Exercício proposto
Com base no texto sobre o jornalismo televisivo brasileiro, explique por que é equivocado tratar a violência urbana como questão moral. Responda em uma a três frases.

Texto de leitura

※

Eu sei que pedir um olhar crítico da televisão brasileira seria sonhar alto demais. Mas irritam os programas que sequer informam sobre o que está acontecendo. Tipo, pelo menos descrever os fatos. Limitam-se a exibir as cenas sob manchetes inflamadas, com direito a rostos consternados de âncoras e repórteres. A situação fica posta nos termos maniqueístas mais ignorantes, como se fosse uma guerra do bem contra o mal, do estado bonzinho versus os bandidos maus, do cidadão de bem reagindo ao traficante do mal.

O jornalismo brasileiro dos principais veículos tem que acabar. Prevalece a exaltação à violência do bem contra a barbárie do mal. Repete-se o discurso do medo e da guerra, o fundamento de toda a tirania. Moraliza-se um debate que é político. Ora, a violência urbana não é causada pela maldade na cabeça de algumas pessoas, mas por fatores sociais, econômicos, históricos, que condicionam as relações de poder e produzem a violência na metrópole.

※

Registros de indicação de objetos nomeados
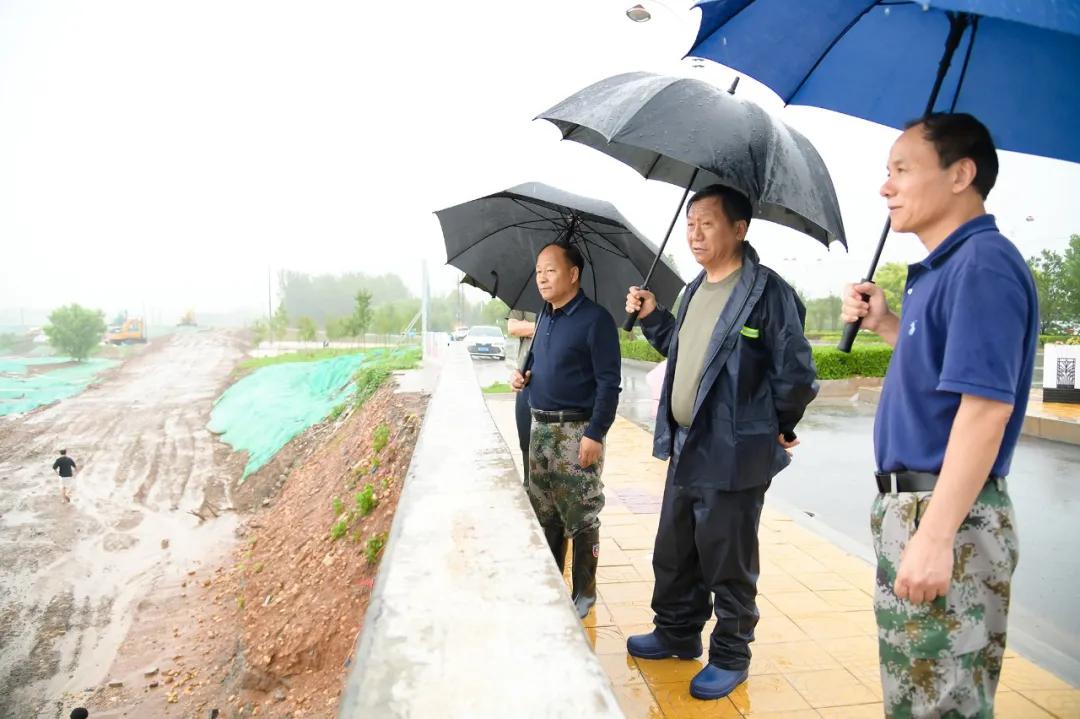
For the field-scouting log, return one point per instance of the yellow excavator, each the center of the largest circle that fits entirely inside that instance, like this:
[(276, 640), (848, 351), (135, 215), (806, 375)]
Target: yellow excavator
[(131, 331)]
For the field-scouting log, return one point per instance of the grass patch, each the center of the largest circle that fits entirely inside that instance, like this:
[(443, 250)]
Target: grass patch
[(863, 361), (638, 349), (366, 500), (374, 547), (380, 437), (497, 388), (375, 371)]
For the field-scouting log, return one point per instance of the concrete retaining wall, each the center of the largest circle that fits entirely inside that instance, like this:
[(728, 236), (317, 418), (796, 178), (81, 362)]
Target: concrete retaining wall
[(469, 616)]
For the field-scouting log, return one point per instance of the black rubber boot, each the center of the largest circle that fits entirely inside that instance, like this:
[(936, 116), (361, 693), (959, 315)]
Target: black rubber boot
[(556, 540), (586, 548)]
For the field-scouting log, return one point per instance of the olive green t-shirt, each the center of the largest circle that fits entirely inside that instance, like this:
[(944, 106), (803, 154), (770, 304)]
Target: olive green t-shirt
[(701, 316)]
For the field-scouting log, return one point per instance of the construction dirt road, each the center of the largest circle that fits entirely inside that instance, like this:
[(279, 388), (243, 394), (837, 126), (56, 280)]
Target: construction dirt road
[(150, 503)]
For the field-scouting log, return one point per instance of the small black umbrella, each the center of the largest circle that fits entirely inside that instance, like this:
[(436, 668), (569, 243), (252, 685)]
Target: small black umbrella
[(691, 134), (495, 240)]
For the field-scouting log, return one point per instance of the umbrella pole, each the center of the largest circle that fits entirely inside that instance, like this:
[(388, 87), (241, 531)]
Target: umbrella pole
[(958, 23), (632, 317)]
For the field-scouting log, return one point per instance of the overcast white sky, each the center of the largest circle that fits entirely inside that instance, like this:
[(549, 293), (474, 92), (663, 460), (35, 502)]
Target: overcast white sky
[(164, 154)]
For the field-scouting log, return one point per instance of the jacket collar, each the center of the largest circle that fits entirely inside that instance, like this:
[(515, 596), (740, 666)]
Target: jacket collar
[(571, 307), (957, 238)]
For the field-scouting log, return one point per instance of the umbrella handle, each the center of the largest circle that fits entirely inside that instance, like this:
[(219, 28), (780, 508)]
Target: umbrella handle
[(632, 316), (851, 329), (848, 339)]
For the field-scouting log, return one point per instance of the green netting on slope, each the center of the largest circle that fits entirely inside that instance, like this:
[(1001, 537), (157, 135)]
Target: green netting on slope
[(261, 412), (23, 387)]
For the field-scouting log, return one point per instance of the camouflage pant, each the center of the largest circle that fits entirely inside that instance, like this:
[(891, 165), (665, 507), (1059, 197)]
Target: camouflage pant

※

Resultado
A violência urbana não é causada pela maldade na cabeça de algumas pessoas. Ela decorre de fatores sociais, econômicos e históricos, que condicionam as relações de poder e produzem a violência na metrópole. Por isso, o debate é político, e não moral.